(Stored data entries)
___

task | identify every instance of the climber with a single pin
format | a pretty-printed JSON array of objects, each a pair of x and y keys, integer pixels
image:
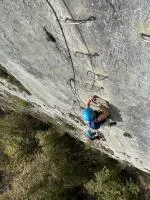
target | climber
[{"x": 94, "y": 118}]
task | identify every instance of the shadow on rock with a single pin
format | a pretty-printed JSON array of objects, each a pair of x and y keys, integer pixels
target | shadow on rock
[{"x": 115, "y": 113}]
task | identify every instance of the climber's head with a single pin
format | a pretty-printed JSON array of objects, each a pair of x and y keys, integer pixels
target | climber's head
[{"x": 87, "y": 115}]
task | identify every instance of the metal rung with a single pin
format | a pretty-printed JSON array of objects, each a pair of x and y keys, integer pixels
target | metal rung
[{"x": 75, "y": 21}]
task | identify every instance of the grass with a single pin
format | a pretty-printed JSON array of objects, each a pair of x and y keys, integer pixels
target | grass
[
  {"x": 11, "y": 79},
  {"x": 44, "y": 162}
]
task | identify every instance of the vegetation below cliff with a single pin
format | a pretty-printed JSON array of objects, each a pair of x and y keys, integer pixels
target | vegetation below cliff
[{"x": 39, "y": 160}]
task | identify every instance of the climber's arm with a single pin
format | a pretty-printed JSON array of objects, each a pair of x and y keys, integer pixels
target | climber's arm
[{"x": 88, "y": 102}]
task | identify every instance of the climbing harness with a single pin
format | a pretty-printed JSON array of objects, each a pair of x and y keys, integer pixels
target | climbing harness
[
  {"x": 145, "y": 37},
  {"x": 74, "y": 21}
]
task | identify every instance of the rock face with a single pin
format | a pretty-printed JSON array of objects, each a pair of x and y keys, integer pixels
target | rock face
[{"x": 61, "y": 62}]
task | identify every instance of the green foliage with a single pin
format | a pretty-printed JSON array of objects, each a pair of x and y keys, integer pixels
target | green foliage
[
  {"x": 108, "y": 185},
  {"x": 48, "y": 164}
]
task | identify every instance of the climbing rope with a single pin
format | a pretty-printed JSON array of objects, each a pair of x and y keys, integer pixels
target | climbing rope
[
  {"x": 90, "y": 58},
  {"x": 73, "y": 88},
  {"x": 74, "y": 21}
]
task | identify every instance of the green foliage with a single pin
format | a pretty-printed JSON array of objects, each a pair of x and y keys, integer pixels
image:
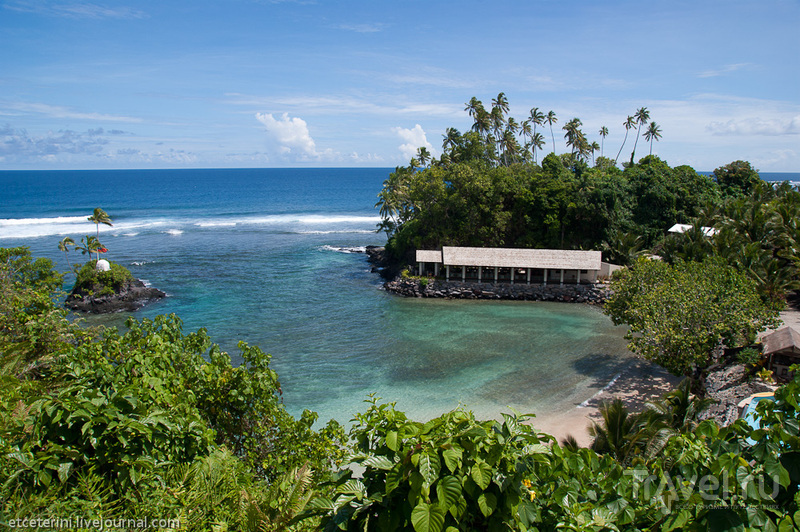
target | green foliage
[
  {"x": 737, "y": 178},
  {"x": 485, "y": 191},
  {"x": 452, "y": 471},
  {"x": 18, "y": 268},
  {"x": 108, "y": 424},
  {"x": 105, "y": 282},
  {"x": 455, "y": 473},
  {"x": 679, "y": 313},
  {"x": 748, "y": 356}
]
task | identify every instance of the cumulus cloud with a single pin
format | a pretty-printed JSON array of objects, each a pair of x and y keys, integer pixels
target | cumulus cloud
[
  {"x": 756, "y": 126},
  {"x": 414, "y": 139},
  {"x": 73, "y": 9},
  {"x": 290, "y": 136},
  {"x": 727, "y": 69},
  {"x": 56, "y": 111},
  {"x": 17, "y": 144},
  {"x": 363, "y": 28}
]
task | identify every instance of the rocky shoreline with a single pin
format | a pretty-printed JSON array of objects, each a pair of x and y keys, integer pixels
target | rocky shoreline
[
  {"x": 132, "y": 295},
  {"x": 568, "y": 293},
  {"x": 595, "y": 293}
]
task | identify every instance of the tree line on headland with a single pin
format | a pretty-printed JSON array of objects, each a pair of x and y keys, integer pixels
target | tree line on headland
[
  {"x": 488, "y": 190},
  {"x": 157, "y": 422}
]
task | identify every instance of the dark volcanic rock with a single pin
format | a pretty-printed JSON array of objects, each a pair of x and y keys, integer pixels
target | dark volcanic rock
[
  {"x": 727, "y": 386},
  {"x": 132, "y": 295}
]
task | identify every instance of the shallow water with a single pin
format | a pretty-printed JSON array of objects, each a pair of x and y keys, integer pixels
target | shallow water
[{"x": 267, "y": 256}]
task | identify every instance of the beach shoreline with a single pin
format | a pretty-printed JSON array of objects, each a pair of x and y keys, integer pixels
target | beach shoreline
[{"x": 637, "y": 382}]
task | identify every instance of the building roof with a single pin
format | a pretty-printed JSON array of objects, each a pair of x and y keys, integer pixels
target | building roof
[
  {"x": 428, "y": 255},
  {"x": 785, "y": 339},
  {"x": 520, "y": 258},
  {"x": 682, "y": 228}
]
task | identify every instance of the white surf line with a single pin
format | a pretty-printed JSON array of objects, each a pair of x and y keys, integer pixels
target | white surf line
[{"x": 606, "y": 387}]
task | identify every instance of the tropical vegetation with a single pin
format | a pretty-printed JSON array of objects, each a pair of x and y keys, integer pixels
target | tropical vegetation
[{"x": 158, "y": 422}]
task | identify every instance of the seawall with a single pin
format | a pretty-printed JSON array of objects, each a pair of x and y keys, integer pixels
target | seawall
[{"x": 421, "y": 287}]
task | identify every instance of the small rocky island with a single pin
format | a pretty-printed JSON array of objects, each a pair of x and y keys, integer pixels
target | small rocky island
[{"x": 108, "y": 287}]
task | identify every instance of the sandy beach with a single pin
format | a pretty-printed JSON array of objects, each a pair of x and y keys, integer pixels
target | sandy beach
[{"x": 636, "y": 383}]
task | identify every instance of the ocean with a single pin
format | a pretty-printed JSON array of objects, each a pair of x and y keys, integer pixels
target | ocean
[{"x": 272, "y": 257}]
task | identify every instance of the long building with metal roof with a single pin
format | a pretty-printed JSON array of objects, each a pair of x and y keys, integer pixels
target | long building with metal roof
[{"x": 512, "y": 264}]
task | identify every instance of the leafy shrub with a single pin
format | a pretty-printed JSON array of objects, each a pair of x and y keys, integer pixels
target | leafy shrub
[
  {"x": 748, "y": 356},
  {"x": 107, "y": 282}
]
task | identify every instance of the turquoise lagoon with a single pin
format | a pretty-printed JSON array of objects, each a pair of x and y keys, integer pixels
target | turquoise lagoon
[{"x": 272, "y": 257}]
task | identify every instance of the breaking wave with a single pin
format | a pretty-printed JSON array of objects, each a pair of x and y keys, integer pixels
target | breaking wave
[{"x": 300, "y": 223}]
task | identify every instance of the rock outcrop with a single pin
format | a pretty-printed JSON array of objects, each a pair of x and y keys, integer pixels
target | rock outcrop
[
  {"x": 131, "y": 295},
  {"x": 727, "y": 386},
  {"x": 422, "y": 287}
]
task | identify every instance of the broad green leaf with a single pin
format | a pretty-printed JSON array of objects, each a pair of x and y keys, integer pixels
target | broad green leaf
[
  {"x": 427, "y": 517},
  {"x": 378, "y": 462},
  {"x": 448, "y": 490},
  {"x": 452, "y": 458},
  {"x": 724, "y": 521},
  {"x": 393, "y": 479},
  {"x": 481, "y": 473},
  {"x": 392, "y": 441},
  {"x": 429, "y": 467},
  {"x": 64, "y": 469},
  {"x": 487, "y": 502}
]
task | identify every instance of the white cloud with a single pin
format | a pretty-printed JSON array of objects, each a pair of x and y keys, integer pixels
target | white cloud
[
  {"x": 55, "y": 111},
  {"x": 727, "y": 69},
  {"x": 74, "y": 9},
  {"x": 291, "y": 138},
  {"x": 414, "y": 139},
  {"x": 756, "y": 126},
  {"x": 290, "y": 134},
  {"x": 18, "y": 145},
  {"x": 336, "y": 105},
  {"x": 363, "y": 28}
]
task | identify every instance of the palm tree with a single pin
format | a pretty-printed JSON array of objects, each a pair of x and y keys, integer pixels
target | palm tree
[
  {"x": 423, "y": 155},
  {"x": 603, "y": 135},
  {"x": 501, "y": 102},
  {"x": 474, "y": 106},
  {"x": 537, "y": 118},
  {"x": 573, "y": 134},
  {"x": 90, "y": 245},
  {"x": 100, "y": 217},
  {"x": 537, "y": 141},
  {"x": 594, "y": 146},
  {"x": 552, "y": 119},
  {"x": 525, "y": 131},
  {"x": 618, "y": 434},
  {"x": 450, "y": 137},
  {"x": 483, "y": 123},
  {"x": 62, "y": 246},
  {"x": 653, "y": 133},
  {"x": 642, "y": 115},
  {"x": 629, "y": 123}
]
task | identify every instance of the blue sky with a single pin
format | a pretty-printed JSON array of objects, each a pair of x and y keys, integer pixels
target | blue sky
[{"x": 257, "y": 83}]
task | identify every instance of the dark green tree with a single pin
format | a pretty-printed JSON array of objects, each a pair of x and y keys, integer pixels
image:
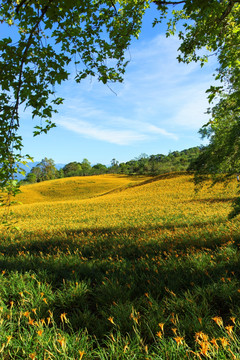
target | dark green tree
[{"x": 72, "y": 169}]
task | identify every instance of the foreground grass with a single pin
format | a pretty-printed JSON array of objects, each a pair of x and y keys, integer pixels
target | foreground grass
[{"x": 149, "y": 272}]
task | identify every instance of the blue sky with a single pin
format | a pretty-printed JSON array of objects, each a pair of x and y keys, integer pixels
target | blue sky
[{"x": 158, "y": 108}]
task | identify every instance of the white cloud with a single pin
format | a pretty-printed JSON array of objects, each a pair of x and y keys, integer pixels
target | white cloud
[
  {"x": 157, "y": 96},
  {"x": 118, "y": 137}
]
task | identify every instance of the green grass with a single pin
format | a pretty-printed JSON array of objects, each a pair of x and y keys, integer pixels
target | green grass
[{"x": 152, "y": 290}]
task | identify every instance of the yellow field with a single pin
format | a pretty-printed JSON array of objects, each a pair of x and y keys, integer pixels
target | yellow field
[
  {"x": 114, "y": 201},
  {"x": 105, "y": 261}
]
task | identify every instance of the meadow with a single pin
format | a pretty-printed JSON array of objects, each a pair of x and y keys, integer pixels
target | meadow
[{"x": 119, "y": 267}]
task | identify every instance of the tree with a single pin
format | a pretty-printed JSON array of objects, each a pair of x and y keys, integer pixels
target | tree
[
  {"x": 52, "y": 34},
  {"x": 99, "y": 169},
  {"x": 31, "y": 178},
  {"x": 86, "y": 167},
  {"x": 45, "y": 170},
  {"x": 72, "y": 169}
]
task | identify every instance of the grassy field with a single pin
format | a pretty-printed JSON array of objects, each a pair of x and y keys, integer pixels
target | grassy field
[{"x": 117, "y": 267}]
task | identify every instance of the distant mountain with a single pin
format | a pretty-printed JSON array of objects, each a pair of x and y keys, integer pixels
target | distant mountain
[{"x": 30, "y": 165}]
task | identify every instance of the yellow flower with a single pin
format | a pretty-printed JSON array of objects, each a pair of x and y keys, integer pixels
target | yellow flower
[
  {"x": 224, "y": 342},
  {"x": 30, "y": 321},
  {"x": 63, "y": 317},
  {"x": 218, "y": 320},
  {"x": 8, "y": 339},
  {"x": 32, "y": 356},
  {"x": 161, "y": 325},
  {"x": 111, "y": 320},
  {"x": 81, "y": 353},
  {"x": 62, "y": 342},
  {"x": 229, "y": 328},
  {"x": 214, "y": 342},
  {"x": 204, "y": 348},
  {"x": 179, "y": 340}
]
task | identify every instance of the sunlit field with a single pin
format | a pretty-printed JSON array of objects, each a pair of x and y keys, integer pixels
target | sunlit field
[{"x": 117, "y": 267}]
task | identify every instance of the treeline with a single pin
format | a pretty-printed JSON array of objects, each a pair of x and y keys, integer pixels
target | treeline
[{"x": 143, "y": 165}]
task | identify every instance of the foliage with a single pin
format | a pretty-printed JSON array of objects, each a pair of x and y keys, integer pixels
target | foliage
[
  {"x": 45, "y": 170},
  {"x": 159, "y": 164},
  {"x": 116, "y": 276},
  {"x": 216, "y": 27}
]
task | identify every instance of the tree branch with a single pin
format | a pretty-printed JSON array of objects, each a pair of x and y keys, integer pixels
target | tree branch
[
  {"x": 228, "y": 9},
  {"x": 29, "y": 42},
  {"x": 163, "y": 2}
]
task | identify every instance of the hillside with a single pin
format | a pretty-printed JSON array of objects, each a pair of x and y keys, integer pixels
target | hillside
[
  {"x": 115, "y": 267},
  {"x": 74, "y": 188},
  {"x": 98, "y": 202}
]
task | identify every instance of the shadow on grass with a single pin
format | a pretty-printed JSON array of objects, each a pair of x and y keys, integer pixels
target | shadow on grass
[{"x": 122, "y": 269}]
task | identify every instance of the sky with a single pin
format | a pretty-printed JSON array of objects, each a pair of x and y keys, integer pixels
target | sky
[{"x": 158, "y": 108}]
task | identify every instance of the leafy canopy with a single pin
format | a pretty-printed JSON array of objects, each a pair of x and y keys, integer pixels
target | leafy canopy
[{"x": 93, "y": 35}]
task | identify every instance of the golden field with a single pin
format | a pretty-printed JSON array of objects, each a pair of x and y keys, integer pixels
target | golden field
[
  {"x": 118, "y": 267},
  {"x": 115, "y": 202}
]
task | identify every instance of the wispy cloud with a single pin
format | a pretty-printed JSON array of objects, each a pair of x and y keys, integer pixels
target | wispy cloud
[{"x": 158, "y": 97}]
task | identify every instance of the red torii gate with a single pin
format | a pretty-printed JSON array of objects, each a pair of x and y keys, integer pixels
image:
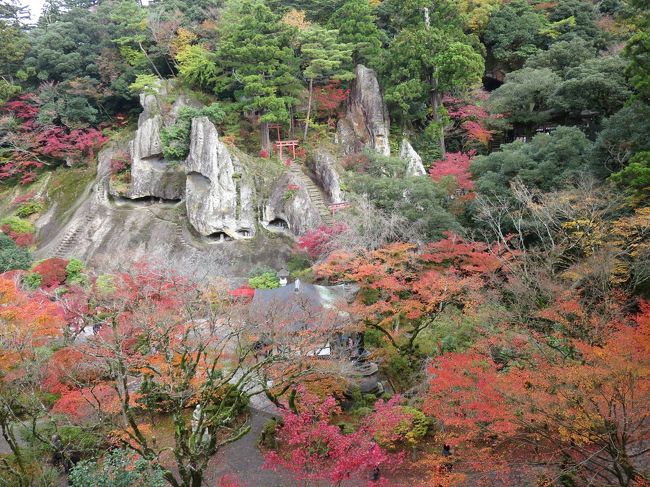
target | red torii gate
[
  {"x": 277, "y": 127},
  {"x": 292, "y": 144}
]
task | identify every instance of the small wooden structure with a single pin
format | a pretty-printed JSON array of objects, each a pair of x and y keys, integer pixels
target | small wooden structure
[
  {"x": 334, "y": 207},
  {"x": 289, "y": 144},
  {"x": 277, "y": 128}
]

___

• Task description
Set down exactly and only the lines from the line that contains "task | identify every instance of the red" through the last line of the entries above, with both of those lines included and the pictures left out.

• The answer
task | identify every instance of the red torii gate with a single pin
format | a pretty-printed JSON array of objects, each a pair of x and y keys, integer pixels
image:
target | red torii gate
[
  {"x": 277, "y": 127},
  {"x": 292, "y": 144}
]
task | identify every instance of the small wooden structure with a single pin
format | a pretty-printed JSON array of objects, each a pair of x and y keys, integer pixels
target | small wooden structure
[
  {"x": 334, "y": 207},
  {"x": 289, "y": 144},
  {"x": 277, "y": 128}
]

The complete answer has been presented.